§ Exercise materials:
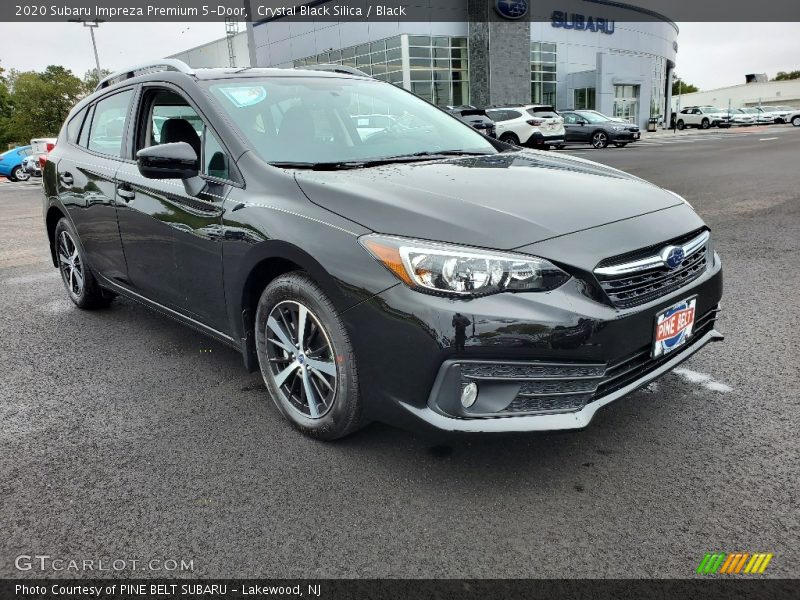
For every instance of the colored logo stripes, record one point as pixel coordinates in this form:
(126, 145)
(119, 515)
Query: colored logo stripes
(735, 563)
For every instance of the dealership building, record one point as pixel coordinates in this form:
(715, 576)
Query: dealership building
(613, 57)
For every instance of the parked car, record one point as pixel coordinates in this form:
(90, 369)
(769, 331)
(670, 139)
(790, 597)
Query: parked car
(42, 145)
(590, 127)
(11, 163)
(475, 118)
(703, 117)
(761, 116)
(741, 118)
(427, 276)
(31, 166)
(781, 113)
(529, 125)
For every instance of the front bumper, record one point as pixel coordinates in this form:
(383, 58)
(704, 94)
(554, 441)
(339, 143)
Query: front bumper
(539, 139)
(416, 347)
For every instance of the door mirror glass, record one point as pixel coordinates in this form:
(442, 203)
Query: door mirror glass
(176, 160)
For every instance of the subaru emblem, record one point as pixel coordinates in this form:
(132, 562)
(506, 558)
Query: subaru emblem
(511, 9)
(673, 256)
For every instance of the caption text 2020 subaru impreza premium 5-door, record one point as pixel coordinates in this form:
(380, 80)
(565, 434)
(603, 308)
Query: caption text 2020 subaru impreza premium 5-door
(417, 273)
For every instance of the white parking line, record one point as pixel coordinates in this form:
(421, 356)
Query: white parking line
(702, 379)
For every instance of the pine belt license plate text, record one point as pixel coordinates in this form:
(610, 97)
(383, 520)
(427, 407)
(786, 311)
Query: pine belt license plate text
--
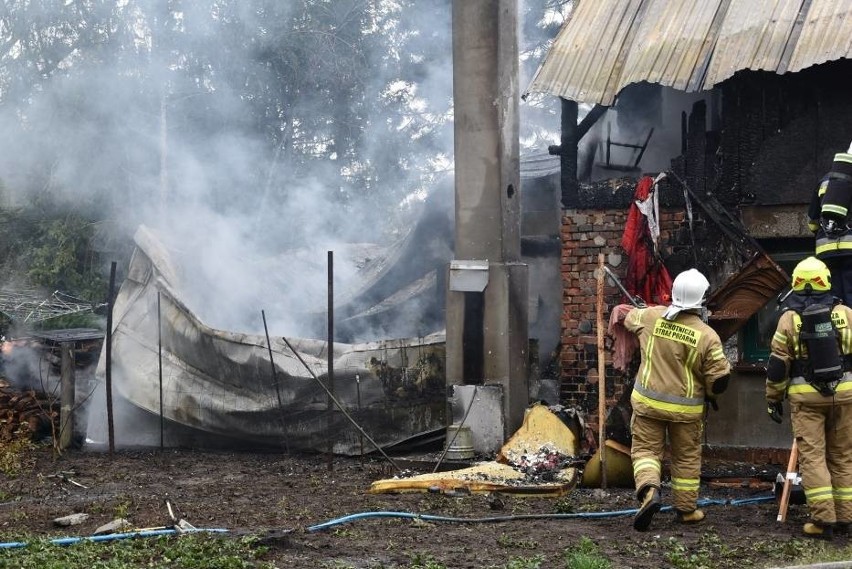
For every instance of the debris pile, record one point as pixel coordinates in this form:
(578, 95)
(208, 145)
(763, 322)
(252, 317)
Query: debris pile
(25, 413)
* * *
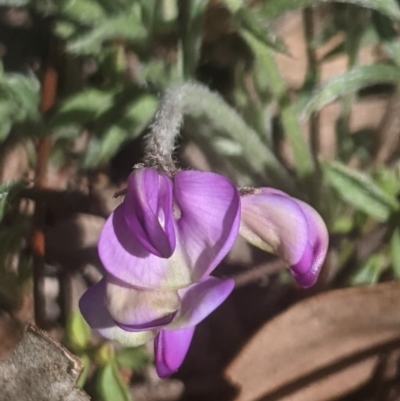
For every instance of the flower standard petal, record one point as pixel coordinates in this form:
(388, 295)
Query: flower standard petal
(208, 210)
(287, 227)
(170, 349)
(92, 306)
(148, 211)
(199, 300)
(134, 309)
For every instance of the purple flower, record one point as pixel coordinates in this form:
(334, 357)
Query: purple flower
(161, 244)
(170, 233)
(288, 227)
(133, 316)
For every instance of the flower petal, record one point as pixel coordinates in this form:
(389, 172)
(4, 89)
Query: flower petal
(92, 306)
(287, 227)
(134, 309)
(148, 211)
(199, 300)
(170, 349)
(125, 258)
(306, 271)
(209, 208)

§ Directions for this task:
Search the data above for the string "license" and copy each line that has it.

§ Written solution:
For every instance of the pine belt license plate text, record one point as pixel coordinates in this form:
Query: pine belt license plate text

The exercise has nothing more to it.